*Required task*. Reproduce the listing below word for word, keeping every line unchanged.

*Items for identifying locations*.
•••
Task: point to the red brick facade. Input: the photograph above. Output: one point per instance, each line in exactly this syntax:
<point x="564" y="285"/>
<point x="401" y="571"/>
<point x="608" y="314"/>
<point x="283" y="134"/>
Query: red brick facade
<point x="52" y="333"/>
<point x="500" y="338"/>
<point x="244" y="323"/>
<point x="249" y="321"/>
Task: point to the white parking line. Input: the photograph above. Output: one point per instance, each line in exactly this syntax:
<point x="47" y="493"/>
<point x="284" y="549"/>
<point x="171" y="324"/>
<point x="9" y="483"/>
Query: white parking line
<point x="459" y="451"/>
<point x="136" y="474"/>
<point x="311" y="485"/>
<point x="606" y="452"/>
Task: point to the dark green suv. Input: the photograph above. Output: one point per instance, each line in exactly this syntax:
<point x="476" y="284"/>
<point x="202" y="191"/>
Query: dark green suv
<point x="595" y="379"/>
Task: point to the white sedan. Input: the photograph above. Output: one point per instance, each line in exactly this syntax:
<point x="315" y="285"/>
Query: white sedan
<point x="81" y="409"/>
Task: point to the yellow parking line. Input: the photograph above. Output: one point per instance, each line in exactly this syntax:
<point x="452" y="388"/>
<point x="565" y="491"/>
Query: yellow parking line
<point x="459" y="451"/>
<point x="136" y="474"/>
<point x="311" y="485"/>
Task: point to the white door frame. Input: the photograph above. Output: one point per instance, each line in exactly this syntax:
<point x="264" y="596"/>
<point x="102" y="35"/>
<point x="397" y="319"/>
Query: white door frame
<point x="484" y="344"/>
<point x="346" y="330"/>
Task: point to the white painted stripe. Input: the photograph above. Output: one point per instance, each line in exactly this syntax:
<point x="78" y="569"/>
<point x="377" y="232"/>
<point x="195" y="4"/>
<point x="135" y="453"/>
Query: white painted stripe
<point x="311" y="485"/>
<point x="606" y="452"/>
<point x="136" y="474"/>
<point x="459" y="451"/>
•••
*Written reply*.
Task: point to the red brick facade. Input: the photograph above. Output: one point per instance, each line in exactly this syntax:
<point x="564" y="285"/>
<point x="401" y="571"/>
<point x="608" y="314"/>
<point x="283" y="134"/>
Query: red brick facade
<point x="52" y="333"/>
<point x="500" y="338"/>
<point x="244" y="323"/>
<point x="249" y="321"/>
Task: point to the white parking line. Input: the photograph above. Output: one point per instance, each line in exactly this syntax:
<point x="47" y="493"/>
<point x="284" y="549"/>
<point x="171" y="324"/>
<point x="9" y="483"/>
Query: white parking line
<point x="459" y="451"/>
<point x="136" y="474"/>
<point x="311" y="485"/>
<point x="606" y="452"/>
Task: point to the dark green suv. Input: the photograph above. Output: one point per instance, each line in exactly this syntax:
<point x="476" y="284"/>
<point x="202" y="191"/>
Query: dark green suv
<point x="595" y="379"/>
Task: point to the white sedan. Input: the photograph above. Output: one point per instance, each line in exactly this syntax:
<point x="315" y="285"/>
Query: white sedan
<point x="81" y="409"/>
Task: point to the yellow parking line. Input: the photograph above. Output: one point per instance, each line in exactly this syntax:
<point x="452" y="388"/>
<point x="565" y="491"/>
Query: yellow parking line
<point x="459" y="451"/>
<point x="136" y="474"/>
<point x="311" y="485"/>
Task: point to the white door frame. Input: the photograph above. Output: one point per instance, each line in exactly this syntax:
<point x="264" y="596"/>
<point x="102" y="35"/>
<point x="397" y="319"/>
Query: white door frame
<point x="484" y="344"/>
<point x="346" y="330"/>
Task: point to the white painted stripe. Input: the photograph above. Output: one point per instance, each line in exactly this syntax:
<point x="78" y="569"/>
<point x="377" y="232"/>
<point x="195" y="4"/>
<point x="135" y="453"/>
Query: white painted stripe
<point x="311" y="485"/>
<point x="606" y="452"/>
<point x="136" y="474"/>
<point x="459" y="451"/>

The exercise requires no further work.